TEXTE SOURCE.
Il importe de mentionner que, dans plusieurs de ses textes
60, grâce à une série de métaphores, l'auteur a désigné la langue régionale au moyen d'unités lexicales appartenant au champ sémantique du
joyau, dont une des caractéristiques est précisément qu'il n'est pas altéré (eau d'une pierre et métal précieux)
61. Il faut, cependant, préciser que P. Poirier montre bien que le parler acadien a subi des influences dialectales diverses: l'auteur effectue des rapprochements surtout lexicologiques avec des dialectes français très locaux et ne rattache pas le parler acadien à une strate du français identifiable ou à la langue commune d'une époque précise.

CONSIGNES À SUIVRE.
• A. Reproduisez le passage du texte sur le parler acadien à partir des mots « 61. Il faut, cependant, préciser », et arrêtez-vous après « d'une époque précise. ».
• B. Relevez, sans rien y changer, chaque ligne de la liste où figure le mot « each ».

DONNÉES DE L'EXERCICE.
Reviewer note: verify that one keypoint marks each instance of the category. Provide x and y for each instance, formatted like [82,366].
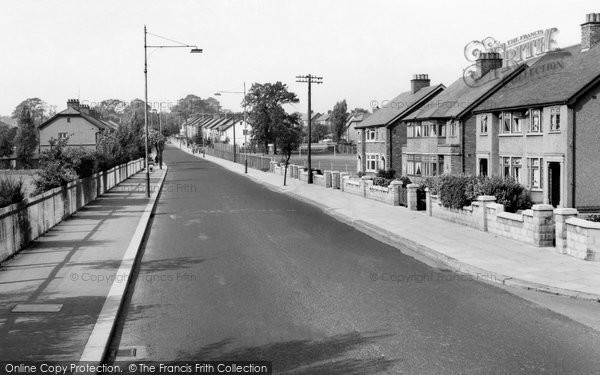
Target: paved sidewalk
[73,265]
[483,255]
* * *
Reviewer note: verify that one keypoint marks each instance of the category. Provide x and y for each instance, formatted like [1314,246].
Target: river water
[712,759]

RÉSULTATS DE L'EXERCICE.
• A.
61. Il faut, cependant, préciser que P. Poirier montre bien que le parler acadien a subi des influences dialectales diverses: l'auteur effectue des rapprochements surtout lexicologiques avec des dialectes français très locaux et ne rattache pas le parler acadien à une strate du français identifiable ou à la langue commune d'une époque précise.

• B.
Reviewer note: verify that one keypoint marks each instance of the category. Provide x and y for each instance, formatted like [82,366].
Reviewer note: verify that one keypoint marks each instance of the category. Provide x and y for each instance, formatted like [1314,246].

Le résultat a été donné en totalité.